* **EXERCISE DIRECTIONS**
Quote the material below word for word, and leave the picture out of your answer.

-- START --

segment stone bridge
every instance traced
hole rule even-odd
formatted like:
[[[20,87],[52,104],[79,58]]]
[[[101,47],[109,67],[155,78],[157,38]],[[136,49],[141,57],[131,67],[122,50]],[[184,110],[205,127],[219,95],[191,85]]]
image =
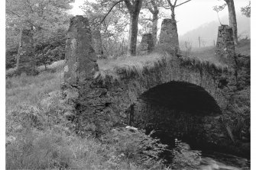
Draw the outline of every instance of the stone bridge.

-- END --

* **TASK RESULT**
segment stone bridge
every instance traced
hole rule even-odd
formatted like:
[[[20,87],[52,104],[79,58]]]
[[[101,47],[109,67],[155,78],[157,38]],[[136,49],[141,57],[131,67],[122,50]],[[184,110],[205,127],[219,95],[191,85]]]
image =
Draw the outline of every instance of the stone bridge.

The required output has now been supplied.